++++ MATERIALS PROVIDED ++++

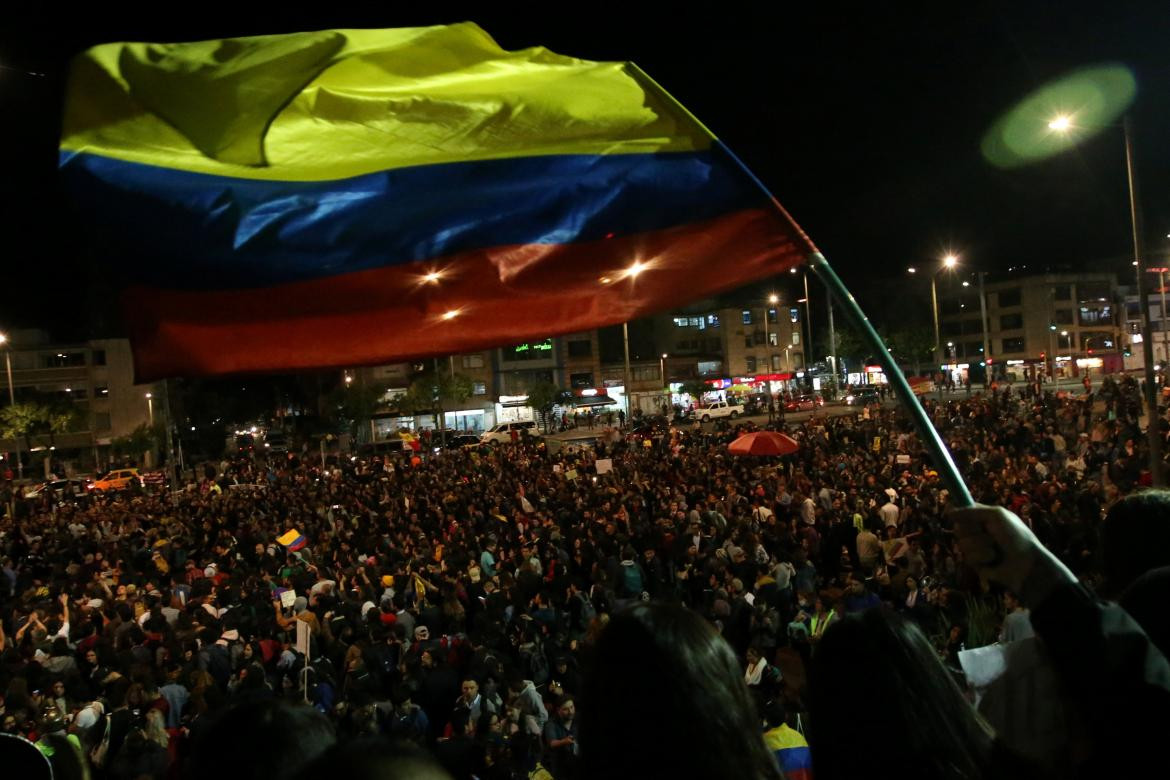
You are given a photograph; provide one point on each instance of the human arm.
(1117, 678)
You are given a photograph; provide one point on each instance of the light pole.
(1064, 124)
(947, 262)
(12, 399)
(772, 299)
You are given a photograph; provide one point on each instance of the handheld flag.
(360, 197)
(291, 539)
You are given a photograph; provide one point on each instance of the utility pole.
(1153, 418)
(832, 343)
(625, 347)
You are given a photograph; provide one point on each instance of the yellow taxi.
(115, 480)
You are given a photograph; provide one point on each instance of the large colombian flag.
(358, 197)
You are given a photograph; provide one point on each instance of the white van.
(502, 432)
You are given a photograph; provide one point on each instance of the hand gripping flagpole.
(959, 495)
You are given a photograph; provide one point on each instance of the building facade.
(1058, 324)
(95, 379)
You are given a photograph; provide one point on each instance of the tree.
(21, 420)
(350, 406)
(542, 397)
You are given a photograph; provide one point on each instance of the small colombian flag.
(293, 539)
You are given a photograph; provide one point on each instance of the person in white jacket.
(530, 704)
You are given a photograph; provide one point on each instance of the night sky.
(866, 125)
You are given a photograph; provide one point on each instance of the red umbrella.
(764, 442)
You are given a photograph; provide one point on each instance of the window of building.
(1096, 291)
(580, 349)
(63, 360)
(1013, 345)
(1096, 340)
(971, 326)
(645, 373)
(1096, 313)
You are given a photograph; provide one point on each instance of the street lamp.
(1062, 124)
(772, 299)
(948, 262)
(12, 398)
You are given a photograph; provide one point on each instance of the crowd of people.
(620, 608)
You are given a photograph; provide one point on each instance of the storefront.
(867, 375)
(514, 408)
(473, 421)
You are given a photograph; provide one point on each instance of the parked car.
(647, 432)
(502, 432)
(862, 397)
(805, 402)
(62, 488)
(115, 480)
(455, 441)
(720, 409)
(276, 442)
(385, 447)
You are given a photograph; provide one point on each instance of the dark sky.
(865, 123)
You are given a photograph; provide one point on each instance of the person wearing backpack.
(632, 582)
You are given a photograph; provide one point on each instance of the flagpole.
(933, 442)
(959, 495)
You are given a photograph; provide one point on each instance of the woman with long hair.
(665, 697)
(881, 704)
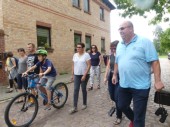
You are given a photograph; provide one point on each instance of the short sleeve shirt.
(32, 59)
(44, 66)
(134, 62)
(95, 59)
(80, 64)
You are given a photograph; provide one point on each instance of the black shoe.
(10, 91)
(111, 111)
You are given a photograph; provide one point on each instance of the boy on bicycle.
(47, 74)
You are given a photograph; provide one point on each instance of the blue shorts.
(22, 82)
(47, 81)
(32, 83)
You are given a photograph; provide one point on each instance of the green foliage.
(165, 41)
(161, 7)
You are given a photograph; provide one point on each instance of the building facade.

++++

§ WORK REQUIRED
Word for word, give again the lines from the line with "the dark sky." through the end of the records above, with both ends included and the pictures left out.

§ COMPLETED TASK
You are given a photograph; provide one point on each instance of the dark sky.
(865, 123)
You are given a photograph; provide one point on each instance of the person wearing backpack.
(632, 582)
You are given a photograph; provide one point on each instance of the flagpole.
(933, 442)
(959, 495)
You are given a photograph; provide one point on each instance of the woman with long hair.
(665, 697)
(881, 704)
You are given a photograph; provide one point on each instance of the short sleeve shirt.
(32, 59)
(44, 66)
(134, 62)
(95, 59)
(80, 64)
You are given a photograph; provide one point on each instance of the black shoe.
(10, 91)
(111, 111)
You are given a photograph; provide one point on each instance of the boy on bicycle.
(47, 74)
You are given a photograph; provide one point on each instance of the blue shorts.
(22, 82)
(47, 81)
(32, 83)
You are given a photograph; provide one point on each instance of the green foliage.
(165, 41)
(161, 7)
You are given a photograph; provide one point on each instance of the building facade.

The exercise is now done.